+++ Supplied passage

Gulf Resources chairman Robert H. Allen received the "Torch of Liberty" award of the
Anti-Defamation League in 1982. Allen was a white Anglo-Saxon conservative. No
credible reason for this award was supplied to the press, and the ADL stated their
satisfaction that Mr. Allen's financing of the Watergate break-in was simply a mistake,
now in the distant past.


From the beginning of Gulf Resources, there was always a representative on its board of
New York's Bear Stearns firm, whose partner Jerome Kohlberg, Jr., pioneered leveraged
buyouts and merged with Bush's Henry Kravis. The most prestigious board member of
Allen's Gulf Resources was George A. Butler, otherwise the chairman of Houston's Post
Oak Bank. Butler represented the ultra-secretive W. S. ("Auschwitz") Farish III,
confidant of George Bush and U.S. host of Queen Elizabeth. Farish was the founder and
controlling owner of Butler's Post Oak Bank, and was chairman of the bank's executive
committee as of 1988. [fn 18]


A decade after Watergate, it was revealed that the Hunt family had controlled about 15
per cent of Gulf Resources shares. This Texas oil family hired George Bush in 1977 to be
the executive committee chairman of their family enterprise, the First International Bank
in Houston. In the 1980s, Ray Hunt secured a massive oil contract with the ruler of North
Yemen under the sponsorship of then-Vice President Bush. Ray Hunt continues in the
1991-92 presidential campaign as George Bush's biggest Texas financial angel.

++++++

» Problems and tasks
1. For each statement below, say whether it agrees with the passage on Gulf Resources, answering yes or no and quoting the deciding words of the passage: (a) Robert H. Allen received an Anti-Defamation League award in 1982. (b) George A. Butler founded Post Oak Bank. (c) The Hunt family hired George Bush in 1977.
2. Rewrite the passage on Gulf Resources, starting at "Gulf Resources chairman" and ending at "the distant past.", with "award" changed to "prize" throughout.

+++ Information provided

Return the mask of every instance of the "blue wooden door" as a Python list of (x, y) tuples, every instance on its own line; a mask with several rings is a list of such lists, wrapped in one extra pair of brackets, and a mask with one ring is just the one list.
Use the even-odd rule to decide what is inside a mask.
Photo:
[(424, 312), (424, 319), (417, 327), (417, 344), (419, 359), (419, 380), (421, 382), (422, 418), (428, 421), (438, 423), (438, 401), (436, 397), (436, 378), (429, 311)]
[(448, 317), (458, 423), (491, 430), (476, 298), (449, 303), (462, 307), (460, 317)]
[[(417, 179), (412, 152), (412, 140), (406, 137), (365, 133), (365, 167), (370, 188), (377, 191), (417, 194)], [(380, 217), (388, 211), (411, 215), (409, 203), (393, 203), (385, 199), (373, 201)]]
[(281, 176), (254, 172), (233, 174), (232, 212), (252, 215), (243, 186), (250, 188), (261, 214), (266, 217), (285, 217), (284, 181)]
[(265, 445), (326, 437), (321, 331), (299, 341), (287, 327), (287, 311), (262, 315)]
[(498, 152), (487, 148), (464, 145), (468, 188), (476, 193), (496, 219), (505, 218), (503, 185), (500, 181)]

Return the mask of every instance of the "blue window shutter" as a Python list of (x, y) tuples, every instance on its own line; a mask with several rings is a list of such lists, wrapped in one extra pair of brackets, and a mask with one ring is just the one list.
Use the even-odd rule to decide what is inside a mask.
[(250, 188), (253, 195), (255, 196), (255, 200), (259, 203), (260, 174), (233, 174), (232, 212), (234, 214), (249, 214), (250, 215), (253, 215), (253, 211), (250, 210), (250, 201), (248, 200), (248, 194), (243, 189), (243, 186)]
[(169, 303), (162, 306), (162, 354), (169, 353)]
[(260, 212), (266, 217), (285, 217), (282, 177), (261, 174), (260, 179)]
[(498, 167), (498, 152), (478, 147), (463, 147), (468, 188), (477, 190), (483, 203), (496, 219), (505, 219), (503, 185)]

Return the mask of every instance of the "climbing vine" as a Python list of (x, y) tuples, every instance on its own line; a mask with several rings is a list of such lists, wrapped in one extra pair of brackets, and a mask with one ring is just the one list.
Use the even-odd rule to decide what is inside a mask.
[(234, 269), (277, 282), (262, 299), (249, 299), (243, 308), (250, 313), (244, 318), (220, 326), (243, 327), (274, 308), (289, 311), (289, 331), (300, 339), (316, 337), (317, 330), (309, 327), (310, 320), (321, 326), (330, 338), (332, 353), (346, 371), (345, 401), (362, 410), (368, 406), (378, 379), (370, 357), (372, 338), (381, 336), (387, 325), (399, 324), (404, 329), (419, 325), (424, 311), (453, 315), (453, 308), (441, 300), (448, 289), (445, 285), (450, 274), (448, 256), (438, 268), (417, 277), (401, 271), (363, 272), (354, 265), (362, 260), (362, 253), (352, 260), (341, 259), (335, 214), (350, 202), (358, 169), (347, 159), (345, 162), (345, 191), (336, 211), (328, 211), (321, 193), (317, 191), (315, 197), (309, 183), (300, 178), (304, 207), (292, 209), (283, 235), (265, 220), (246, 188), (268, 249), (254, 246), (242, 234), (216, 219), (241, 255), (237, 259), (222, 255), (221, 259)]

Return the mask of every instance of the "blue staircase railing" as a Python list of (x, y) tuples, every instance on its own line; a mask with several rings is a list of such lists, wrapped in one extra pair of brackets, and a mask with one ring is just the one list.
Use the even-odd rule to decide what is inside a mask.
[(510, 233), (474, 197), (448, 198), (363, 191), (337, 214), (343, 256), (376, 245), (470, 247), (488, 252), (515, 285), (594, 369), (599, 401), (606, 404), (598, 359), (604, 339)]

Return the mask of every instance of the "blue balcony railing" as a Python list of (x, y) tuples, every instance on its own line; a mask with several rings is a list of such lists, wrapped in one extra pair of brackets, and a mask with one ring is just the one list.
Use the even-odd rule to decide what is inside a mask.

++++++

» Worked solutions
1.
(a) Yes: "award of the Anti-Defamation League in 1982"
(b) No: "Farish was the founder and controlling owner of Butler's Post Oak Bank"
(c) Yes: "This Texas oil family hired George Bush in 1977"

2.
Gulf Resources chairman Robert H. Allen received the "Torch of Liberty" prize of the
Anti-Defamation League in 1982. Allen was a white Anglo-Saxon conservative. No
credible reason for this prize was supplied to the press, and the ADL stated their
satisfaction that Mr. Allen's financing of the Watergate break-in was simply a mistake,
now in the distant past.